- **Records for the task**
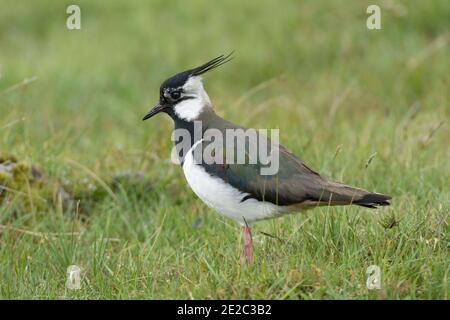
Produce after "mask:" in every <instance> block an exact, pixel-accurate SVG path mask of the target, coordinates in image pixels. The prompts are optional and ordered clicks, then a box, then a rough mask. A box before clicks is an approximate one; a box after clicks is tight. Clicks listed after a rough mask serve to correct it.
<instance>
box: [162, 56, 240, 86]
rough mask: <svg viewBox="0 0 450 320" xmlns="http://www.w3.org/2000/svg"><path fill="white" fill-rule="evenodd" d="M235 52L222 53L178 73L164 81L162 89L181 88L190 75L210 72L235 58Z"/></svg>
mask: <svg viewBox="0 0 450 320" xmlns="http://www.w3.org/2000/svg"><path fill="white" fill-rule="evenodd" d="M233 53H234V52H233V51H232V52H231V53H229V54H227V55H223V54H222V55H220V56H218V57H217V58H214V59H212V60H211V61H208V62H207V63H205V64H202V65H201V66H199V67H196V68H193V69H189V70H187V71H183V72H180V73H177V74H176V75H174V76H172V77H170V78H169V79H167V80H166V81H164V82H163V84H162V85H161V91H162V90H163V88H179V87H181V86H183V85H184V84H185V83H186V81H187V80H188V79H189V77H192V76H199V75H202V74H204V73H205V72H208V71H210V70H212V69H215V68H217V67H219V66H221V65H223V64H225V63H227V62H228V61H230V60H232V59H233V57H232V55H233Z"/></svg>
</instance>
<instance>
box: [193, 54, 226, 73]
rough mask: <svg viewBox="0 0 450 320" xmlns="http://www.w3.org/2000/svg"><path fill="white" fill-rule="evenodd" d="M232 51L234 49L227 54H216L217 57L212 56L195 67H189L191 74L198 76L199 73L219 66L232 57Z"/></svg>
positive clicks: (204, 72)
mask: <svg viewBox="0 0 450 320" xmlns="http://www.w3.org/2000/svg"><path fill="white" fill-rule="evenodd" d="M233 53H234V51H232V52H230V53H229V54H227V55H223V54H222V55H220V56H218V57H217V58H214V59H212V60H211V61H208V62H207V63H205V64H203V65H201V66H199V67H197V68H194V69H191V70H190V73H191V75H192V76H199V75H202V74H204V73H206V72H208V71H211V70H213V69H215V68H217V67H220V66H221V65H223V64H225V63H227V62H229V61H231V60H232V59H233Z"/></svg>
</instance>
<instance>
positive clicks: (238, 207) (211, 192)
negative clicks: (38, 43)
mask: <svg viewBox="0 0 450 320" xmlns="http://www.w3.org/2000/svg"><path fill="white" fill-rule="evenodd" d="M232 59H233V52H232V53H230V54H227V55H223V54H222V55H220V56H218V57H216V58H214V59H212V60H210V61H208V62H206V63H204V64H202V65H200V66H198V67H195V68H192V69H188V70H186V71H183V72H180V73H177V74H175V75H174V76H172V77H170V78H168V79H166V80H165V81H164V82H163V83H162V84H161V86H160V90H159V102H158V103H157V104H156V105H155V106H154V107H153V108H151V109H150V110H149V111H148V112H147V113H146V114H145V116H144V118H143V120H147V119H150V118H152V117H153V116H155V115H156V114H159V113H165V114H167V115H168V116H169V117H170V118H172V120H173V122H174V130H175V132H176V131H177V130H178V131H180V132H183V133H187V134H188V135H187V138H186V137H183V139H181V138H179V139H178V140H177V139H175V148H176V149H175V150H176V153H177V156H178V158H179V159H178V160H179V163H180V165H181V168H182V170H183V173H184V176H185V178H186V181H187V183H188V185H189V186H190V188H191V189H192V190H193V192H194V193H195V194H196V195H197V196H198V197H199V198H200V199H201V200H202V201H203V202H204V203H205V204H206V205H207V206H208V207H211V208H212V209H213V210H215V211H216V212H217V213H219V214H221V215H223V216H225V217H228V218H231V219H233V220H235V221H236V222H237V223H238V224H239V225H240V226H241V228H242V233H243V240H244V248H243V252H242V253H241V263H248V264H252V263H253V260H254V258H253V240H252V233H251V228H250V226H251V225H252V224H253V223H255V222H258V221H261V220H266V219H272V218H276V217H280V216H283V215H285V214H288V213H296V212H302V211H304V210H307V209H312V208H315V207H318V206H335V205H358V206H362V207H366V208H377V207H379V206H388V205H390V200H391V197H390V196H388V195H385V194H381V193H375V192H369V191H366V190H364V189H361V188H356V187H352V186H349V185H345V184H343V183H340V182H335V181H332V180H330V179H328V178H326V177H324V176H322V175H321V174H319V173H318V172H316V171H314V170H313V169H311V168H310V167H309V166H307V165H306V164H305V163H304V162H302V161H301V160H300V159H299V158H298V157H296V156H295V155H294V154H293V153H292V152H291V151H289V150H288V149H287V148H285V147H283V146H282V145H281V144H279V143H277V142H276V141H273V140H272V139H269V138H268V137H266V136H265V135H264V134H261V133H257V134H256V140H255V139H253V140H251V139H249V140H246V141H245V143H244V144H241V145H240V146H238V147H237V146H236V145H233V144H231V143H230V144H226V143H223V141H222V144H220V143H216V144H214V146H215V147H214V148H213V150H214V152H211V154H212V159H207V160H208V161H206V160H205V159H203V158H202V156H200V157H199V156H198V154H200V155H204V154H203V153H202V152H197V151H199V150H200V151H201V150H206V149H207V148H208V147H211V146H212V145H213V143H214V141H213V140H215V139H211V138H210V137H207V134H208V132H211V131H213V132H215V133H216V135H217V134H222V135H223V137H224V138H223V139H224V140H226V137H227V131H230V130H231V131H233V130H248V129H247V128H244V127H241V126H238V125H236V124H233V123H231V122H229V121H227V120H225V119H223V118H221V117H220V116H219V115H218V114H217V113H216V112H215V111H214V108H213V104H212V102H211V99H210V97H209V95H208V94H207V92H206V90H205V88H204V85H203V79H202V76H203V75H204V74H205V73H207V72H210V71H212V70H214V69H216V68H218V67H220V66H222V65H224V64H225V63H227V62H229V61H231V60H232ZM182 140H183V141H182ZM228 141H231V138H229V139H228ZM260 141H265V142H266V145H269V146H270V147H269V148H268V150H269V151H270V152H271V153H272V152H273V151H276V152H275V153H276V154H277V160H278V167H277V170H276V172H275V173H272V174H263V172H262V169H263V168H264V167H267V163H263V161H262V159H260V158H259V157H258V156H257V159H253V161H250V159H248V158H249V157H247V155H248V154H249V150H250V149H251V148H252V147H255V145H256V148H258V147H259V142H260ZM216 142H217V141H216ZM239 152H241V153H244V158H245V160H246V161H244V162H243V163H242V161H241V162H238V161H236V157H235V156H234V154H238V155H239ZM230 154H233V156H230V157H228V156H227V155H230Z"/></svg>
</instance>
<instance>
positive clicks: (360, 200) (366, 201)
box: [353, 193, 392, 208]
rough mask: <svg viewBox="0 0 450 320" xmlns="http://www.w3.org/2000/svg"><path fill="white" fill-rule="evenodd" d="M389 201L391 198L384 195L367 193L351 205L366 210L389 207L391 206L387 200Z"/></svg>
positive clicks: (381, 194)
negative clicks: (382, 207) (386, 206)
mask: <svg viewBox="0 0 450 320" xmlns="http://www.w3.org/2000/svg"><path fill="white" fill-rule="evenodd" d="M391 199H392V197H391V196H388V195H385V194H381V193H368V194H366V195H364V196H363V197H362V198H361V199H359V200H357V201H355V202H353V203H354V204H357V205H359V206H362V207H366V208H376V207H378V206H389V205H390V204H391V203H390V201H389V200H391Z"/></svg>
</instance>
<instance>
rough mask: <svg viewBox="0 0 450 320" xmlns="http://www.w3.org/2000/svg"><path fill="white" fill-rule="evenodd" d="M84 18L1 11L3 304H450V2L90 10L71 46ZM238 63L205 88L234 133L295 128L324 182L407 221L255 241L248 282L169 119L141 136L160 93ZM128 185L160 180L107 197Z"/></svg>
mask: <svg viewBox="0 0 450 320" xmlns="http://www.w3.org/2000/svg"><path fill="white" fill-rule="evenodd" d="M72 3H74V1H59V2H55V1H34V2H30V1H5V0H1V1H0V8H1V9H0V153H2V154H4V155H5V154H10V155H14V156H15V157H16V158H17V160H18V161H19V162H21V167H20V168H22V170H19V169H20V168H19V169H17V172H16V173H15V176H14V178H13V179H12V181H11V179H10V181H9V184H8V185H9V187H10V189H11V191H9V192H7V193H6V192H3V195H2V196H0V197H2V198H0V202H1V203H0V297H1V298H13V299H16V298H32V299H48V298H49V299H56V298H67V299H71V298H95V299H96V298H105V299H116V298H132V299H135V298H136V299H144V298H145V299H156V298H163V299H170V298H187V299H190V298H197V299H209V298H221V299H228V298H249V299H253V298H261V299H275V298H276V299H322V298H327V299H340V298H344V299H348V298H350V299H385V298H387V299H437V298H439V299H447V298H448V291H449V288H448V282H449V280H448V278H449V270H450V267H449V260H450V259H449V258H450V257H449V248H450V239H449V220H450V219H449V216H450V215H449V211H450V204H449V181H450V175H449V172H450V161H449V156H450V148H449V129H448V119H449V116H450V106H449V101H450V99H449V98H450V91H449V90H448V89H449V87H450V77H449V70H450V65H449V64H450V60H449V56H450V52H449V41H450V38H449V37H450V34H449V30H450V7H449V5H448V1H446V0H442V1H398V2H393V1H383V2H381V1H370V2H369V1H367V2H366V1H359V0H355V1H345V3H342V2H340V1H323V2H319V1H302V2H299V1H290V2H288V1H285V2H283V5H280V4H279V3H278V2H275V1H258V2H256V1H255V2H246V3H244V2H242V1H237V0H233V1H226V2H224V3H221V4H219V3H217V2H213V1H192V2H189V4H188V3H187V2H186V1H151V2H148V3H146V4H144V2H143V1H131V0H130V1H126V2H123V1H95V2H93V1H75V3H78V4H80V6H81V11H82V13H81V14H82V29H81V30H79V31H69V30H67V29H66V28H65V19H66V17H67V15H66V13H65V9H66V7H67V5H69V4H72ZM374 3H378V4H380V5H381V8H382V28H383V29H382V30H377V31H369V30H368V29H367V28H366V17H367V14H366V13H365V10H366V8H367V6H368V5H369V4H374ZM232 49H234V50H236V53H235V55H236V58H235V59H234V60H233V62H232V63H230V64H228V65H226V66H224V67H223V68H220V69H219V70H217V71H215V72H213V73H211V74H208V75H207V76H205V84H206V88H207V90H208V92H209V94H210V96H211V98H212V100H213V102H214V104H215V108H216V110H217V112H218V113H219V114H220V115H222V116H224V117H226V118H227V119H229V120H231V121H233V122H235V123H239V124H242V125H246V126H250V127H257V128H280V129H281V130H280V136H281V143H282V144H284V145H285V146H286V147H288V148H289V149H291V150H293V151H294V153H296V154H297V155H298V156H299V157H300V158H301V159H303V160H304V161H306V163H308V164H309V165H311V166H312V167H313V168H314V169H316V170H318V171H319V172H321V173H323V174H324V175H326V176H328V177H331V178H333V179H336V180H340V181H343V182H345V183H348V184H353V185H357V186H360V187H363V188H366V189H370V190H373V191H378V192H384V193H388V194H391V195H392V196H393V197H394V199H393V201H392V206H391V207H389V208H385V209H381V210H369V209H364V208H360V207H347V208H343V207H333V208H319V209H315V210H311V211H308V212H306V213H299V214H296V215H290V216H285V217H283V218H280V219H276V220H272V221H266V222H262V223H259V224H257V225H255V226H254V228H253V234H254V238H255V255H256V257H255V258H256V263H255V264H254V265H252V266H244V267H242V266H241V265H240V264H239V254H240V252H241V250H242V241H241V240H240V228H238V226H237V225H236V224H235V223H234V222H232V221H230V220H226V219H225V218H222V217H220V216H218V215H216V214H215V213H214V212H212V211H211V210H210V209H208V208H207V207H206V206H204V205H203V204H202V203H201V202H200V201H199V200H198V199H197V198H196V197H195V195H194V194H193V193H192V191H190V189H189V188H188V187H187V185H186V184H185V182H184V177H183V175H182V172H181V169H180V168H179V167H177V166H175V165H173V164H171V163H170V161H169V156H170V150H171V146H172V143H171V141H170V133H171V129H172V124H171V121H170V120H169V119H167V117H165V116H163V115H161V116H158V117H157V118H155V119H152V120H151V121H148V122H142V121H141V118H142V116H143V115H144V113H145V112H146V111H147V110H148V109H149V108H150V107H151V106H152V105H153V103H154V102H155V101H156V100H157V97H158V88H159V85H160V83H161V82H162V80H164V79H165V78H166V77H168V76H170V75H172V74H174V73H176V72H178V71H180V70H182V69H184V68H188V67H192V66H195V65H198V64H200V63H202V62H204V61H207V60H208V59H210V58H212V57H215V56H217V55H218V54H221V53H227V52H229V51H230V50H232ZM32 77H36V80H35V81H31V82H29V83H28V84H27V85H18V86H15V85H16V84H20V83H21V82H22V81H23V80H24V79H25V78H32ZM258 89H260V90H258ZM375 153H376V154H375ZM374 154H375V155H374ZM373 155H374V156H373ZM371 156H372V157H373V158H372V161H371V162H370V164H369V165H368V166H367V167H366V163H367V162H368V159H369V158H370V157H371ZM30 165H34V166H36V167H37V168H38V170H40V171H42V173H43V174H44V177H42V178H41V179H38V181H35V182H32V181H30V179H29V177H28V176H27V175H28V171H27V170H28V169H27V168H28V167H27V166H30ZM124 170H136V171H141V172H143V173H145V176H144V177H143V178H138V179H134V180H133V179H131V180H130V179H124V180H123V181H122V183H117V182H116V183H112V182H111V181H112V178H111V176H112V175H113V174H115V173H117V172H121V171H124ZM24 174H25V175H24ZM0 179H1V177H0ZM60 186H63V187H64V189H65V190H66V191H67V192H68V193H70V195H71V197H73V198H74V199H76V200H77V202H75V203H73V204H72V206H69V207H68V206H66V205H64V204H63V201H61V199H60V197H59V195H60V193H59V192H58V188H59V187H60ZM198 219H200V220H198ZM196 221H197V222H198V221H200V224H199V225H198V226H197V227H194V226H193V224H194V222H196ZM261 232H266V233H270V234H272V235H274V236H276V237H277V238H270V237H267V236H265V235H263V234H262V233H261ZM72 264H75V265H78V266H80V267H82V268H83V270H84V278H83V282H82V288H81V290H78V291H77V290H68V289H66V288H65V281H66V269H67V267H68V266H69V265H72ZM372 264H375V265H378V266H379V267H380V268H381V281H382V287H381V289H380V290H371V291H370V290H368V289H367V288H366V278H367V275H366V269H367V267H369V266H370V265H372Z"/></svg>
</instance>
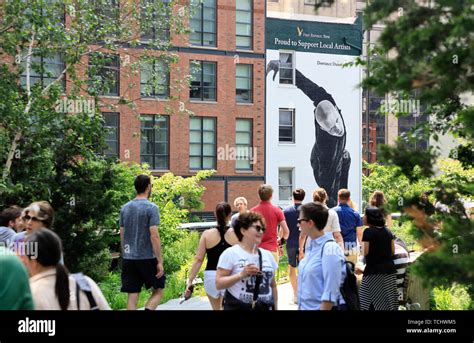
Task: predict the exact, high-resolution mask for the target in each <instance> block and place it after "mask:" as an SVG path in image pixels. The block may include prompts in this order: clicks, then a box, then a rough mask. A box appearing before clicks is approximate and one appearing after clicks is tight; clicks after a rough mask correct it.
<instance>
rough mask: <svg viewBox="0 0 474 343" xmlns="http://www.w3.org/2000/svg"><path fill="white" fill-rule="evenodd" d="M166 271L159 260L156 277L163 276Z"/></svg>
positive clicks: (156, 265)
mask: <svg viewBox="0 0 474 343" xmlns="http://www.w3.org/2000/svg"><path fill="white" fill-rule="evenodd" d="M164 273H165V270H164V269H163V263H161V262H158V264H157V265H156V278H157V279H159V278H160V277H162V276H163V274H164Z"/></svg>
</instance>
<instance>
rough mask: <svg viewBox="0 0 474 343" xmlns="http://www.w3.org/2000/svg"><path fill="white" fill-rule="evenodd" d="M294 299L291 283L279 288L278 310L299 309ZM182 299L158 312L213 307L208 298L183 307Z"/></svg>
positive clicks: (187, 303)
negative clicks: (291, 286) (293, 299)
mask: <svg viewBox="0 0 474 343" xmlns="http://www.w3.org/2000/svg"><path fill="white" fill-rule="evenodd" d="M292 298H293V290H292V289H291V284H290V283H289V282H287V283H284V284H281V285H279V286H278V310H297V309H298V307H297V305H295V304H291V303H290V302H291V300H292ZM180 301H181V299H173V300H170V301H168V302H167V303H164V304H162V305H160V306H158V308H157V311H169V310H180V311H183V310H184V311H196V310H211V305H210V304H209V300H208V299H207V297H192V298H191V299H189V300H187V301H185V302H183V303H182V304H181V305H180V304H179V302H180Z"/></svg>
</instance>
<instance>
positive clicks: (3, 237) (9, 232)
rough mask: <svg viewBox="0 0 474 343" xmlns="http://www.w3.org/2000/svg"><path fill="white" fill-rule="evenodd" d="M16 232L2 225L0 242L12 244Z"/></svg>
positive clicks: (8, 243) (8, 227)
mask: <svg viewBox="0 0 474 343" xmlns="http://www.w3.org/2000/svg"><path fill="white" fill-rule="evenodd" d="M15 234H16V232H15V231H14V230H13V229H11V228H9V227H5V226H0V243H5V244H10V242H11V241H12V237H13V236H15Z"/></svg>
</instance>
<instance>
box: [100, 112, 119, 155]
mask: <svg viewBox="0 0 474 343" xmlns="http://www.w3.org/2000/svg"><path fill="white" fill-rule="evenodd" d="M102 114H103V116H104V121H105V125H104V128H105V129H106V131H107V136H106V137H105V143H106V144H107V147H108V148H107V149H106V150H105V151H104V154H105V156H107V157H113V158H118V157H119V115H118V113H102Z"/></svg>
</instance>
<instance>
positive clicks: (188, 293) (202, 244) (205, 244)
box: [184, 202, 238, 310]
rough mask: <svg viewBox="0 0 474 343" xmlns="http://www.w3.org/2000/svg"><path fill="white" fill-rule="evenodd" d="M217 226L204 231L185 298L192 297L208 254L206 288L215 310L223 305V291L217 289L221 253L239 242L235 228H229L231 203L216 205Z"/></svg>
mask: <svg viewBox="0 0 474 343" xmlns="http://www.w3.org/2000/svg"><path fill="white" fill-rule="evenodd" d="M215 214H216V218H217V228H214V229H209V230H206V231H204V232H203V233H202V235H201V239H200V240H199V246H198V249H197V252H196V256H195V257H194V263H193V265H192V267H191V271H190V273H189V279H188V283H187V285H186V291H185V294H184V298H185V299H188V298H189V297H191V293H192V284H193V280H194V278H195V277H196V275H197V273H198V272H199V270H200V269H201V266H202V263H203V261H204V257H205V256H207V265H206V270H205V271H204V289H205V291H206V294H207V297H208V298H209V302H210V303H211V306H212V309H213V310H220V309H221V307H222V295H223V294H222V291H220V290H217V289H216V269H217V262H218V261H219V257H220V256H221V254H222V253H223V252H224V251H225V250H226V249H227V248H230V247H231V246H233V245H235V244H237V242H238V240H237V237H236V236H235V234H234V230H233V229H230V228H229V220H230V216H231V214H232V209H231V208H230V205H229V204H228V203H226V202H220V203H219V204H217V206H216V212H215Z"/></svg>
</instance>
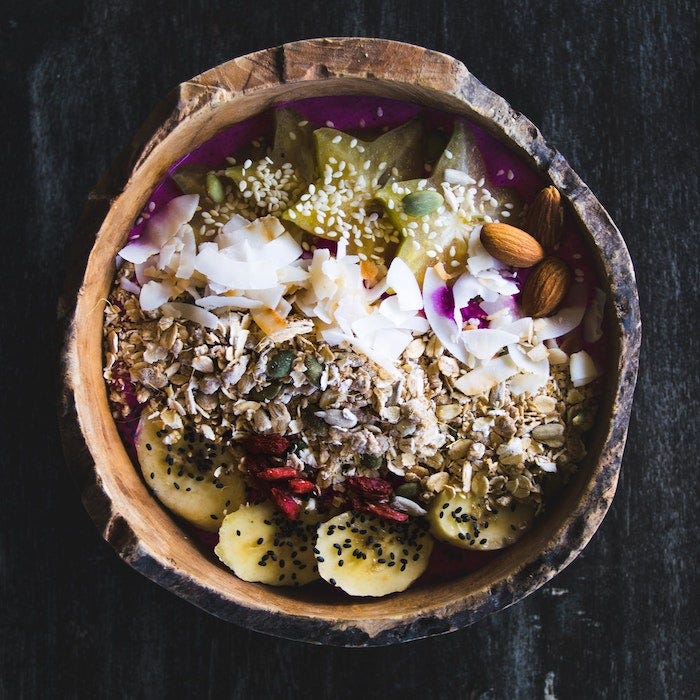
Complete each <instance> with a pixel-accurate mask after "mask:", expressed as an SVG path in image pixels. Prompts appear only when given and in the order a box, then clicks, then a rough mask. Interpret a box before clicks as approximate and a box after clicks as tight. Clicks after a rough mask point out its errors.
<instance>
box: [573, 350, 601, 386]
mask: <svg viewBox="0 0 700 700" xmlns="http://www.w3.org/2000/svg"><path fill="white" fill-rule="evenodd" d="M569 373H570V374H571V381H572V383H573V385H574V386H575V387H579V386H585V385H586V384H589V383H590V382H592V381H593V380H594V379H597V378H598V375H599V373H598V370H597V368H596V366H595V362H593V358H592V357H591V356H590V355H589V354H588V353H587V352H586V351H585V350H581V351H580V352H575V353H574V354H573V355H571V357H570V358H569Z"/></svg>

- **Your instructions**
The lines that mention the word "after" should be pulled from the records above.

- **Answer space**
Produce after "mask:" in every <instance> block an exact, pixel-accurate SVG path mask of the target, coordinates in image pixels. The prompts are optional and ordered clicks, then a box, then a rough mask. A box before clicks is an approximate one; a box after clicks is tight. Clicks listed after a rough mask serve to correct it.
Task: predict the exact, high-resolution mask for the target in each <instance> block and place it after "mask:" as an SVG path in image pixels. The block may include prompts in this order: clicks, then a box, then a rough mask. A box appearing before clicks is approximate and one appearing after clicks is tight; clicks after a rough mask correct it.
Complete each <instance> with a pixel-accurate mask after "mask:", expressed as an SVG path in image pixels. Prompts appear only when given and in the order a box, then clicks, then a rough mask. Interpret a box before clicks as approximate and a box after clicks as tight. Clicks after a rough mask point out its errors.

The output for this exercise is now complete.